▸ **Items from a labeling collection**:
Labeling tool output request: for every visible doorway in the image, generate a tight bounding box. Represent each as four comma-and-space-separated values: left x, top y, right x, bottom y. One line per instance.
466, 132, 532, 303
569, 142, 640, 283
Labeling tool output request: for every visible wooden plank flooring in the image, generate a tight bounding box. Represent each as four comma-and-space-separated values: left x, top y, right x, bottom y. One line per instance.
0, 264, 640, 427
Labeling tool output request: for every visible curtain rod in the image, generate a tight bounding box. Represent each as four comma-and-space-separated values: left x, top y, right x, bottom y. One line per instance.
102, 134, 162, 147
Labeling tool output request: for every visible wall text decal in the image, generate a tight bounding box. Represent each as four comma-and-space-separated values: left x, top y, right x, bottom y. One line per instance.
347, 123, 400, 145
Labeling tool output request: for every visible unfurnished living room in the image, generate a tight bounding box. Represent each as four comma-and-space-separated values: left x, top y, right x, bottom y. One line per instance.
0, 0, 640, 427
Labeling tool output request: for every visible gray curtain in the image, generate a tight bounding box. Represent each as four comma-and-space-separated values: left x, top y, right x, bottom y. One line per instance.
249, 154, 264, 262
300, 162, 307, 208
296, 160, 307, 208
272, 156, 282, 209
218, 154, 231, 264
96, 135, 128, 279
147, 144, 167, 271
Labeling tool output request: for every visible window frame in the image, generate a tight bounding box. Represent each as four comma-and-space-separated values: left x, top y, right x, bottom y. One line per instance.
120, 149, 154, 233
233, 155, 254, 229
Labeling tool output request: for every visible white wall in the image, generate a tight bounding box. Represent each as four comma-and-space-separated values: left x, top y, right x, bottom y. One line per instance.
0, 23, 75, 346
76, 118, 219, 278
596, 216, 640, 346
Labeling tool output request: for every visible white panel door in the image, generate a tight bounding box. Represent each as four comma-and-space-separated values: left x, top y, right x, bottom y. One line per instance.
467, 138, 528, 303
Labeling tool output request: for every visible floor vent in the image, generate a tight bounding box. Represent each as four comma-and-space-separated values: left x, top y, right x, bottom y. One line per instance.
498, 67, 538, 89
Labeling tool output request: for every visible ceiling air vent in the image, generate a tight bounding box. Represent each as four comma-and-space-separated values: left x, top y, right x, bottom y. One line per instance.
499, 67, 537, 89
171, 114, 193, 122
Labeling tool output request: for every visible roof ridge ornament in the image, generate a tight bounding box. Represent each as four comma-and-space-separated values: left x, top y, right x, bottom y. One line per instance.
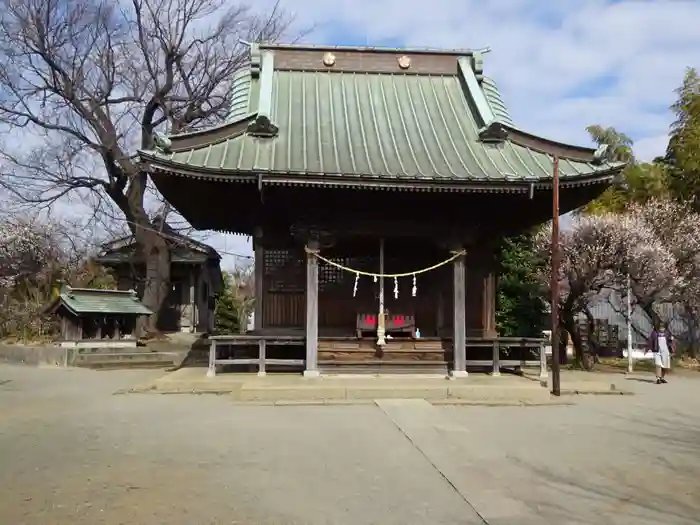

▸ **Exercise directions**:
Retype all entries exactly as they appear, dropping the images.

▸ **Exercise answer**:
Labeling tool output request: for every visible doorway in the image, generate a tight bounding box. Represent each as four comma-and-space-separated values: left x, top y, right x, bottom y. One line per instance.
466, 132, 532, 303
569, 142, 640, 283
Labeling tool output request: for every visible wooden plank flooring in the image, generate a tight bounding box. Represent each as four comma-and-space-separated values: left x, top y, right x, bottom y. One line per instance.
0, 264, 640, 427
Labeling tool output request: for every visible curtain rod in the image, generate a tight bounding box. Represent each as four comma-and-space-separated values: left x, top y, right x, bottom y. One line per instance.
102, 134, 162, 147
Labeling tool output request: for every visible wall text decal in the image, generate a tight bounding box. Represent each as four comma-and-space-separated values: left x, top y, right x, bottom y. One line per instance.
347, 123, 400, 145
Labeling tool output request: for every visible unfurnished living room in the image, generate a tight bounding box. Represent each as four comma-and-space-separated values: left x, top y, right x, bottom y. One line per instance.
0, 0, 640, 427
Labeling tool output request: for every visible gray curtain in the image, generate a tight bounding box. Represent each as four comma-and-space-separated values: left x, top y, right x, bottom y. One line per instance.
249, 154, 264, 262
300, 162, 307, 208
296, 160, 307, 208
272, 156, 282, 209
218, 154, 231, 264
96, 135, 128, 279
147, 144, 167, 271
Labeling tool output request: for every visible window frame in the image, generate a tight bounding box. Represent each as four comma-and-space-separated values: left x, top y, right x, bottom y. One line per instance.
120, 149, 154, 233
233, 155, 254, 229
Labeling tool output request: for every visible white wall in the image, generate a tight bounding box. Represent each as four comma-and-space-separated values: left x, top y, right x, bottom y. One line per instance.
0, 23, 75, 346
76, 118, 219, 278
596, 216, 640, 346
Labeling tool output request: for every visible white panel door in the image, generate a tight bounding box. Represent each as four comma-and-space-separated values: left x, top y, right x, bottom y. One line per instance.
467, 138, 528, 303
Labeling tool output request: for every visible floor vent in the image, generate a tight bounding box. Represent each as four comma-and-space-separated values: left x, top y, right x, bottom y. One line per instance.
498, 67, 538, 89
Labeling tool output request: for every visible ceiling air vent in the image, generate a tight bounding box. Represent each as four comma-and-space-separated values: left x, top y, right x, bottom y. One line per instance.
499, 67, 537, 89
171, 114, 193, 122
Labeling tool output request: for every visible roof ridge ornament in the image, generate a tight bounding box. Represent each as four comma-and-space-separated values: left x, top y, right x, bottom y. One line per instance.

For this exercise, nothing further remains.